• _WHAT THE TASK REQUIRES_
Repeat the rows word for word, starting at the first line of the rows and ending at the line that contains "top-left (542, 93), bottom-right (640, 127)", with both of those lines included.
--------------------
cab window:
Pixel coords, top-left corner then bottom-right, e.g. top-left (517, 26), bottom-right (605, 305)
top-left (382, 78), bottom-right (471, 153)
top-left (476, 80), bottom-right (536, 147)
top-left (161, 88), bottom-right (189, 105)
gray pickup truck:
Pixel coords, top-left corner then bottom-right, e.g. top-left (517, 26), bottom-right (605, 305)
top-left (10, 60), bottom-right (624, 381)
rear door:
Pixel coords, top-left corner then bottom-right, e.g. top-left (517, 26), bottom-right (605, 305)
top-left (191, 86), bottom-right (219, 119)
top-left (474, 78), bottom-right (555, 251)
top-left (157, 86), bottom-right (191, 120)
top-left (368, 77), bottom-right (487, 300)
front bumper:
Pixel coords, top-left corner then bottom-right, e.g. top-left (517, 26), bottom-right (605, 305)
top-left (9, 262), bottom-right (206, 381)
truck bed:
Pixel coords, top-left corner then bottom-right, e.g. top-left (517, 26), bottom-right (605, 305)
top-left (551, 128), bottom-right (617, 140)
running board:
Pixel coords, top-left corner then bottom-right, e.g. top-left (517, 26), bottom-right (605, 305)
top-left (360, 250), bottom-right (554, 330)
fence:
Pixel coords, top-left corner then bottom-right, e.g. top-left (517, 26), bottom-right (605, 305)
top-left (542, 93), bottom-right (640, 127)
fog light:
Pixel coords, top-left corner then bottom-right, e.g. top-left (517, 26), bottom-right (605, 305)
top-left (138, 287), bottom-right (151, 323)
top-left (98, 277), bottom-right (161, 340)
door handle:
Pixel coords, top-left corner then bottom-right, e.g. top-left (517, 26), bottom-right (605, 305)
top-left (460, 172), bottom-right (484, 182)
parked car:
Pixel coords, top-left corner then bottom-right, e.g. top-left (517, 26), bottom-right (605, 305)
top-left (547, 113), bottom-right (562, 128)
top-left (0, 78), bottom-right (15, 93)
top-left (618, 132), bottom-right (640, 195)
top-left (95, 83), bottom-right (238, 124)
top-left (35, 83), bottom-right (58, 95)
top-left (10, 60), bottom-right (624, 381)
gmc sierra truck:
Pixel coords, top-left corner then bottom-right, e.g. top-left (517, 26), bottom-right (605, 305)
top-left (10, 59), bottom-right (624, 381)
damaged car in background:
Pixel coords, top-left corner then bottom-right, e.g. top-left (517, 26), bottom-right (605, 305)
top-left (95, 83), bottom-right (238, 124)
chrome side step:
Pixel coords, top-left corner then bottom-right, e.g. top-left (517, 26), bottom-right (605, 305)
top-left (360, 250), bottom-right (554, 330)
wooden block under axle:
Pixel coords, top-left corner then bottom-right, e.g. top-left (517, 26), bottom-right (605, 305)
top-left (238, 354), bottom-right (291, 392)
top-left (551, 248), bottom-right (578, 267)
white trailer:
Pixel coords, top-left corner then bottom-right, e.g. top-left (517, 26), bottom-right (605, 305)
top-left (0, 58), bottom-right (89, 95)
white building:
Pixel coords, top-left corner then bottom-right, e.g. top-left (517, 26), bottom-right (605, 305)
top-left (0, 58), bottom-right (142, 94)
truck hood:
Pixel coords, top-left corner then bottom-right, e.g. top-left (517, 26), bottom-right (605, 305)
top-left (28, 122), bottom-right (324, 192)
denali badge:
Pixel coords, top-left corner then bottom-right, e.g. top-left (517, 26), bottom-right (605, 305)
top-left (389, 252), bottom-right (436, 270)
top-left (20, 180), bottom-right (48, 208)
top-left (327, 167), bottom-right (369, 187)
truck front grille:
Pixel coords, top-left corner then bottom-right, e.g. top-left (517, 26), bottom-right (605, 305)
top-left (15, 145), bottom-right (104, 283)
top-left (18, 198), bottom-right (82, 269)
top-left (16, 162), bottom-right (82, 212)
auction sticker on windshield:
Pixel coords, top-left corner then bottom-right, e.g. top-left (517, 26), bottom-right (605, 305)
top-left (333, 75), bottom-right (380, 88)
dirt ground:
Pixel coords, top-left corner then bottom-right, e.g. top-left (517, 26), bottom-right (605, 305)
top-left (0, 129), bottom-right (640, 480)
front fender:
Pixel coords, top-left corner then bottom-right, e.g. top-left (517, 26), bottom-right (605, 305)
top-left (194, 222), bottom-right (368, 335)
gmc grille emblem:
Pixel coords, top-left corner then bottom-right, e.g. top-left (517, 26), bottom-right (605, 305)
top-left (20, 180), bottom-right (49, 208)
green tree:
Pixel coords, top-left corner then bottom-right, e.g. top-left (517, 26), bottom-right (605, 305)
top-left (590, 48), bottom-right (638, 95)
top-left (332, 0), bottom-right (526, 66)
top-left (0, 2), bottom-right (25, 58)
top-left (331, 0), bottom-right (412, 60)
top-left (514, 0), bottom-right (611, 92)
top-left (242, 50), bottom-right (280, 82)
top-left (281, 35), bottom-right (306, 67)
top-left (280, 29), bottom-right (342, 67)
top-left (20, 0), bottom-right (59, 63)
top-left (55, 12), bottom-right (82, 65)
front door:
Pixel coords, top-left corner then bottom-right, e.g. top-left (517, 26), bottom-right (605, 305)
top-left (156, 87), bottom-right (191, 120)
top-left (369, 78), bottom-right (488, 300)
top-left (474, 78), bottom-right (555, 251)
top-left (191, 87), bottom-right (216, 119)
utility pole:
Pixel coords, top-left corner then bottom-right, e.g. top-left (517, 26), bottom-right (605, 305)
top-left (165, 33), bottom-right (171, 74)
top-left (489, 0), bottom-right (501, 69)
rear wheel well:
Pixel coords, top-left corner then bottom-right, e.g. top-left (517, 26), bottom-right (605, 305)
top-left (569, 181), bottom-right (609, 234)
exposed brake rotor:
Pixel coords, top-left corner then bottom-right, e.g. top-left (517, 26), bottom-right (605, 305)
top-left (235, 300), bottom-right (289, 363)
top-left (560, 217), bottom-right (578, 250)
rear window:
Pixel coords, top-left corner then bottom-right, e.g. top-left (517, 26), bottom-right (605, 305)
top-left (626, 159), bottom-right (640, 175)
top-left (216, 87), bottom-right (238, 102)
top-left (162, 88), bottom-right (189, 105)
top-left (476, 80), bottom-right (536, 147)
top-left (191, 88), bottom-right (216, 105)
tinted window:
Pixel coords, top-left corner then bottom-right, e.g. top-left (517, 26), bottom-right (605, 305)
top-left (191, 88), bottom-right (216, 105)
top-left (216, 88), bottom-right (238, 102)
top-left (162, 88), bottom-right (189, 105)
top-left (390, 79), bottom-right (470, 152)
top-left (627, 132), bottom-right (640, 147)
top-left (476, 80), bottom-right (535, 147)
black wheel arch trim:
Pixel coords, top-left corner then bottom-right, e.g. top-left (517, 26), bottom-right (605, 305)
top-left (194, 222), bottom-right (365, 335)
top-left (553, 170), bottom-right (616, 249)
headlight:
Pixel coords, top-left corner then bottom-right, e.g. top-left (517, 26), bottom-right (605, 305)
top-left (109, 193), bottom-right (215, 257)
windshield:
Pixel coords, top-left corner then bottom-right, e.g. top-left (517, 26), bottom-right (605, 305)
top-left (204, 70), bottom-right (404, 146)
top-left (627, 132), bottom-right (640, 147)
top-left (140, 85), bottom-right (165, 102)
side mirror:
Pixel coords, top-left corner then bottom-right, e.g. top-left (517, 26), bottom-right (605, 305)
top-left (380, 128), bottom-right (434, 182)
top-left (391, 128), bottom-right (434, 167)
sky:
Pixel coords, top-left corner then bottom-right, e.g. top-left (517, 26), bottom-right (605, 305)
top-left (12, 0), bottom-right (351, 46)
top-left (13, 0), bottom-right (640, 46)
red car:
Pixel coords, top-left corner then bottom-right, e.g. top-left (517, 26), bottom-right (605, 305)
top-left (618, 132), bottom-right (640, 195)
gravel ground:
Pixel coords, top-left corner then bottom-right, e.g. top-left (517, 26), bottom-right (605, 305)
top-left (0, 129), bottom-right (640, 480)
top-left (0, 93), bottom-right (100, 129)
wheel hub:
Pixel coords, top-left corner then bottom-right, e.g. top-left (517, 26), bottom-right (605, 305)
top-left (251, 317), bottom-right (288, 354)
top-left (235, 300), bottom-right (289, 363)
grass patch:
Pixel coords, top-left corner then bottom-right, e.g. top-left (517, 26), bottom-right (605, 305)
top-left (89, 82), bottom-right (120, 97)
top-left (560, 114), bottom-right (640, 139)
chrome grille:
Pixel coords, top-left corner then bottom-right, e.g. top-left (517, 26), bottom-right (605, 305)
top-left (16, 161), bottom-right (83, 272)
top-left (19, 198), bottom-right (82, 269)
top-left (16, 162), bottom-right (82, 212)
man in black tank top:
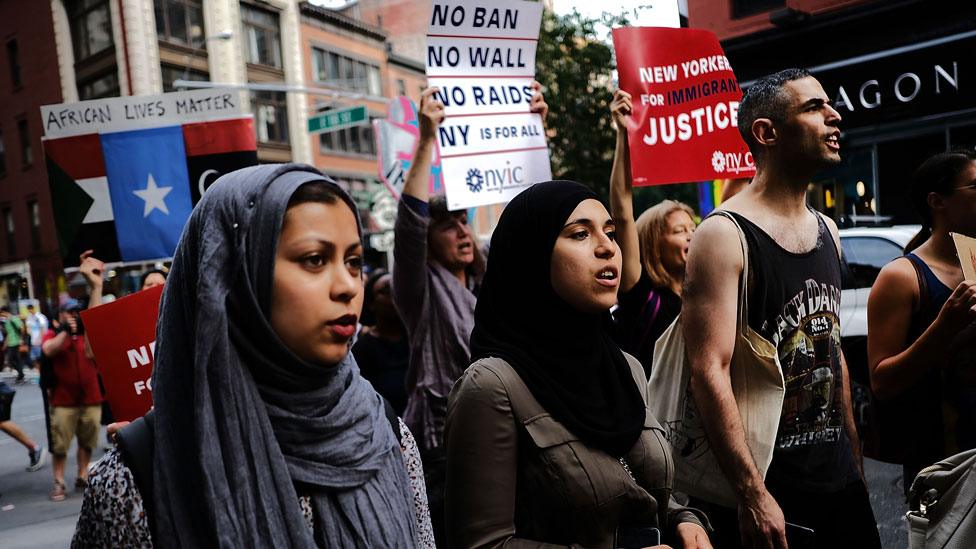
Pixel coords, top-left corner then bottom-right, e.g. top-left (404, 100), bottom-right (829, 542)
top-left (682, 69), bottom-right (881, 548)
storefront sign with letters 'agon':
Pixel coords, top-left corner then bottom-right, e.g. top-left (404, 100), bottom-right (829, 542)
top-left (427, 0), bottom-right (552, 210)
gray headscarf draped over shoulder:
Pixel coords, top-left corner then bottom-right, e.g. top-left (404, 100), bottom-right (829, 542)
top-left (153, 164), bottom-right (416, 547)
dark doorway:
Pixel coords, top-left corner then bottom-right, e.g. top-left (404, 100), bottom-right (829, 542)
top-left (878, 131), bottom-right (946, 224)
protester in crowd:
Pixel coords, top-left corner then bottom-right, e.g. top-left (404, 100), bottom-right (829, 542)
top-left (73, 164), bottom-right (433, 547)
top-left (868, 150), bottom-right (976, 491)
top-left (446, 181), bottom-right (711, 548)
top-left (0, 381), bottom-right (47, 472)
top-left (352, 269), bottom-right (410, 415)
top-left (139, 269), bottom-right (166, 290)
top-left (24, 305), bottom-right (49, 368)
top-left (41, 299), bottom-right (102, 501)
top-left (682, 69), bottom-right (880, 548)
top-left (0, 305), bottom-right (30, 383)
top-left (393, 82), bottom-right (549, 542)
top-left (78, 250), bottom-right (115, 436)
top-left (610, 90), bottom-right (695, 378)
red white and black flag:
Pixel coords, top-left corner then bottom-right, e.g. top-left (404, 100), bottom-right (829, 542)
top-left (41, 89), bottom-right (257, 267)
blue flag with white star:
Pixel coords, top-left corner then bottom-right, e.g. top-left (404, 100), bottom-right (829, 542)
top-left (101, 126), bottom-right (193, 261)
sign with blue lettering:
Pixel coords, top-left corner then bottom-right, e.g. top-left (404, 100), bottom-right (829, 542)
top-left (427, 0), bottom-right (552, 210)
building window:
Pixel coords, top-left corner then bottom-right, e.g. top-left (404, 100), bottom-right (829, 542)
top-left (153, 0), bottom-right (205, 46)
top-left (7, 40), bottom-right (23, 89)
top-left (160, 65), bottom-right (210, 92)
top-left (0, 131), bottom-right (7, 176)
top-left (78, 67), bottom-right (119, 101)
top-left (17, 118), bottom-right (34, 168)
top-left (319, 122), bottom-right (376, 156)
top-left (3, 207), bottom-right (17, 255)
top-left (67, 0), bottom-right (113, 63)
top-left (732, 0), bottom-right (786, 19)
top-left (241, 4), bottom-right (281, 69)
top-left (312, 48), bottom-right (383, 96)
top-left (251, 91), bottom-right (288, 144)
top-left (27, 200), bottom-right (41, 252)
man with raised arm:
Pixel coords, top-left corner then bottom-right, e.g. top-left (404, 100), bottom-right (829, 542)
top-left (682, 69), bottom-right (881, 548)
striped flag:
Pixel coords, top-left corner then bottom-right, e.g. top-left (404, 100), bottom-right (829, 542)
top-left (41, 90), bottom-right (257, 266)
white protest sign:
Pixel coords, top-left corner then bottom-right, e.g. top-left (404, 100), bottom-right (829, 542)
top-left (427, 0), bottom-right (552, 210)
top-left (41, 88), bottom-right (250, 139)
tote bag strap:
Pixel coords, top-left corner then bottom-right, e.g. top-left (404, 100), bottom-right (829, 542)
top-left (711, 210), bottom-right (749, 334)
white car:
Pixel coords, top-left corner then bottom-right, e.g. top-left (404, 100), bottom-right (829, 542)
top-left (840, 225), bottom-right (921, 385)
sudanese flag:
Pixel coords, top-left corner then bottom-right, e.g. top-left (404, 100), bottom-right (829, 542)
top-left (44, 117), bottom-right (257, 267)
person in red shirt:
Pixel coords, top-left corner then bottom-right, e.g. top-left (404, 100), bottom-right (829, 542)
top-left (41, 299), bottom-right (102, 501)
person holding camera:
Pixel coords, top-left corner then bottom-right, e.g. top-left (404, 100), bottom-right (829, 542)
top-left (41, 299), bottom-right (102, 501)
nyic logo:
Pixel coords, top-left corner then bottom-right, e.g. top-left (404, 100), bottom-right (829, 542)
top-left (712, 151), bottom-right (756, 175)
top-left (464, 168), bottom-right (485, 193)
top-left (464, 162), bottom-right (525, 193)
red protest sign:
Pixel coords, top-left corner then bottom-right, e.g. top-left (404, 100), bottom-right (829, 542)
top-left (81, 286), bottom-right (163, 421)
top-left (613, 27), bottom-right (756, 185)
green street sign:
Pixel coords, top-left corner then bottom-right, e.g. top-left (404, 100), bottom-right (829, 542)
top-left (308, 105), bottom-right (369, 133)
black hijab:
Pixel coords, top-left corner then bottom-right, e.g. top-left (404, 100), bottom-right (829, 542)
top-left (153, 164), bottom-right (416, 547)
top-left (471, 181), bottom-right (645, 457)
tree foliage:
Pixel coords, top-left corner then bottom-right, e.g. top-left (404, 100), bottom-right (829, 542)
top-left (536, 10), bottom-right (698, 215)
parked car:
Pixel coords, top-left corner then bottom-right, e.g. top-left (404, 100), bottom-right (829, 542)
top-left (840, 225), bottom-right (921, 430)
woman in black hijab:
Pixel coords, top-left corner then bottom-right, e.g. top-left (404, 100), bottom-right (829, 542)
top-left (73, 165), bottom-right (430, 547)
top-left (446, 181), bottom-right (711, 548)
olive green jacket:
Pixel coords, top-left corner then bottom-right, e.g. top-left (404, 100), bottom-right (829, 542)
top-left (445, 355), bottom-right (708, 548)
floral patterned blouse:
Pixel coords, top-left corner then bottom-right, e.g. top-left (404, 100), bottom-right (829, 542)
top-left (71, 420), bottom-right (435, 549)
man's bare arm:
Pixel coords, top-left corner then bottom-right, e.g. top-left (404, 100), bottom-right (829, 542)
top-left (681, 217), bottom-right (786, 547)
top-left (820, 213), bottom-right (864, 480)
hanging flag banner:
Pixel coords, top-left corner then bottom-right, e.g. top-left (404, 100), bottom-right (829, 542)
top-left (373, 95), bottom-right (444, 200)
top-left (41, 89), bottom-right (257, 267)
top-left (427, 0), bottom-right (552, 210)
top-left (81, 286), bottom-right (163, 421)
top-left (613, 27), bottom-right (756, 185)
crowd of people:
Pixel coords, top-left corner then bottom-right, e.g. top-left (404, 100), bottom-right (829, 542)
top-left (0, 69), bottom-right (976, 549)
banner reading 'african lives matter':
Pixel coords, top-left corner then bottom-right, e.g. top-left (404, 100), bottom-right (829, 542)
top-left (427, 0), bottom-right (552, 210)
top-left (41, 89), bottom-right (257, 266)
top-left (613, 27), bottom-right (756, 185)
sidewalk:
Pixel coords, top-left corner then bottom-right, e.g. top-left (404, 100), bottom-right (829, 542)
top-left (0, 371), bottom-right (104, 549)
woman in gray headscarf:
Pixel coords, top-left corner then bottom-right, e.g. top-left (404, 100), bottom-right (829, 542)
top-left (73, 164), bottom-right (433, 547)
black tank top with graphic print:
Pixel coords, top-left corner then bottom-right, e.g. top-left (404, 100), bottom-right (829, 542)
top-left (732, 211), bottom-right (858, 494)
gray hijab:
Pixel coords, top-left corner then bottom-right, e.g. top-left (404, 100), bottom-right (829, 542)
top-left (153, 164), bottom-right (417, 547)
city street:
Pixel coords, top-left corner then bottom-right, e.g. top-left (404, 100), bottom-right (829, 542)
top-left (0, 370), bottom-right (104, 549)
top-left (0, 371), bottom-right (908, 549)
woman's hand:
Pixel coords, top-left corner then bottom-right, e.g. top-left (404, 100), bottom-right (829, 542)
top-left (936, 280), bottom-right (976, 333)
top-left (417, 86), bottom-right (444, 142)
top-left (675, 522), bottom-right (712, 549)
top-left (105, 421), bottom-right (130, 442)
top-left (610, 90), bottom-right (634, 132)
top-left (78, 250), bottom-right (105, 288)
top-left (529, 80), bottom-right (549, 126)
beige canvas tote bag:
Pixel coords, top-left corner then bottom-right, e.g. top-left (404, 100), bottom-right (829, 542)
--------------------
• _THE COMPLETED TASK_
cab window:
Pixel coords, top-left corner then bottom-right, e.g. top-left (517, 26), bottom-right (605, 305)
top-left (382, 78), bottom-right (471, 153)
top-left (476, 80), bottom-right (536, 147)
top-left (161, 88), bottom-right (189, 105)
gray pickup truck:
Pixel coords, top-left corner then bottom-right, e.g. top-left (517, 26), bottom-right (605, 305)
top-left (10, 60), bottom-right (624, 381)
rear door:
Pixel coords, top-left corner then bottom-right, e.g. top-left (517, 26), bottom-right (605, 305)
top-left (191, 86), bottom-right (219, 119)
top-left (474, 78), bottom-right (555, 251)
top-left (157, 86), bottom-right (191, 120)
top-left (368, 77), bottom-right (487, 300)
front bumper:
Pixel coords, top-left corner then bottom-right, e.g. top-left (517, 26), bottom-right (605, 305)
top-left (9, 262), bottom-right (206, 381)
truck bed:
Pixel coords, top-left corner then bottom-right, e.g. top-left (517, 26), bottom-right (605, 305)
top-left (551, 128), bottom-right (617, 140)
running board:
Pixel coords, top-left corner then bottom-right, e.g. top-left (517, 26), bottom-right (605, 305)
top-left (360, 250), bottom-right (554, 330)
fence:
Pixel coords, top-left corner then bottom-right, e.g. top-left (517, 26), bottom-right (605, 305)
top-left (542, 93), bottom-right (640, 127)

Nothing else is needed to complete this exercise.